(STATED PROBLEM A): According to the piece on Vancouver property taxes, how does the commercial property tax rate in Vancouver compare with the residential rate?

(TEXT PROVIDED):
_ _ _ _ _ _ _

Redeveloping single storey commercial properties into mixed use is taking off in Vancouver right now. It’s a little frustrating to see how pretty much every story I have seen on this get the effect this has on property taxes wrong, including one on the generally quite good Price Tags blog. People claim that converting single story commercial to mixed use pushes up the property taxes for the commercial tenants. Property taxes are an important piece of the puzzle in Vancouver, so I decided to go into a little detail on this.
Long story short, re-developing single story commercial into mixed use lowers the commercial property taxes. Dramatically.
Commercial Property Taxes
In Vancouver, the commercial property tax rate is five times the residential rate. Toronto also has higher property tax rates for commercial, 3x in their case, I don’t know how this plays out more broadly. Nor do I know when and why these decisions were made. Generally cities have a hard time to keep space for residential areas in or close to the central business district, and higher property taxes may help to uphold the zoning restrictions in place and keep residential properties in close proximity to commercial.
The effect of the unequal tax rates is quite stark when visualizing taxes collected per area. And this keeps residential property taxes low.
If Vancouver were isolated from everyone else it would not make much of a difference. Stores pass the higher property taxes on to residents by charging higher prices, and offices pass them on to employees through lower wages. Things get more complex when Vancouver is seen as part of metro, or Canada or in the world. But that discussion goes into a different direction.
On the interactive 3D tax density map we can clearly see that the some mixed use properties (in darker red) generate lower total property taxes than comparable pure commercial properties nearby. We will explore this in more detail in the next section.

_ _ _ _ _ _ _

(DATA PROVIDED):

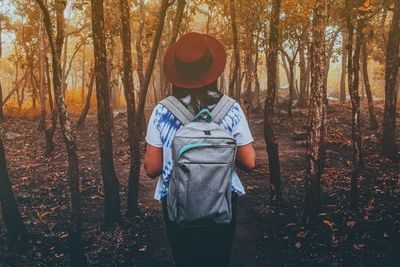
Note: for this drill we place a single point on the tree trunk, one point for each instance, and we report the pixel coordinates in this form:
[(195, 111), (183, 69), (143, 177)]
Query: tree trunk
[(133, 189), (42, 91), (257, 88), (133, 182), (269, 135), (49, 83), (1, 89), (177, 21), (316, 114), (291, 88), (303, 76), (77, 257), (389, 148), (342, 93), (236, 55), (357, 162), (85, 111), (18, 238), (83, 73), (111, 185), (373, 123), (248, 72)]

_ _ _ _ _ _ _

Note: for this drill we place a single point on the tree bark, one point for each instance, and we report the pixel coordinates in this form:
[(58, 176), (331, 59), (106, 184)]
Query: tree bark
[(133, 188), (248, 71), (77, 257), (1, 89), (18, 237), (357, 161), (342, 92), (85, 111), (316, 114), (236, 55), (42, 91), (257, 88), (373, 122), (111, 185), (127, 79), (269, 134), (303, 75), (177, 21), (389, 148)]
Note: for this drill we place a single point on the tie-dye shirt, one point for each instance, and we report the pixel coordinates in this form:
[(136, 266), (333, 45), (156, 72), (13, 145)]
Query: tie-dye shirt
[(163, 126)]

_ _ _ _ _ _ _

(STATED PROBLEM B): Render part of the entries as a numbered list, omitting blank lines: begin at the line containing "on the tie-dye" and stop after the line containing "[(163, 126)]".

(TASK OUTPUT A): The commercial rate is five times the residential rate.

(TASK OUTPUT B):
1. Note: for this drill we place a single point on the tie-dye shirt, one point for each instance, and we report the pixel coordinates in this form:
2. [(136, 266), (333, 45), (156, 72), (13, 145)]
3. Query: tie-dye shirt
4. [(163, 126)]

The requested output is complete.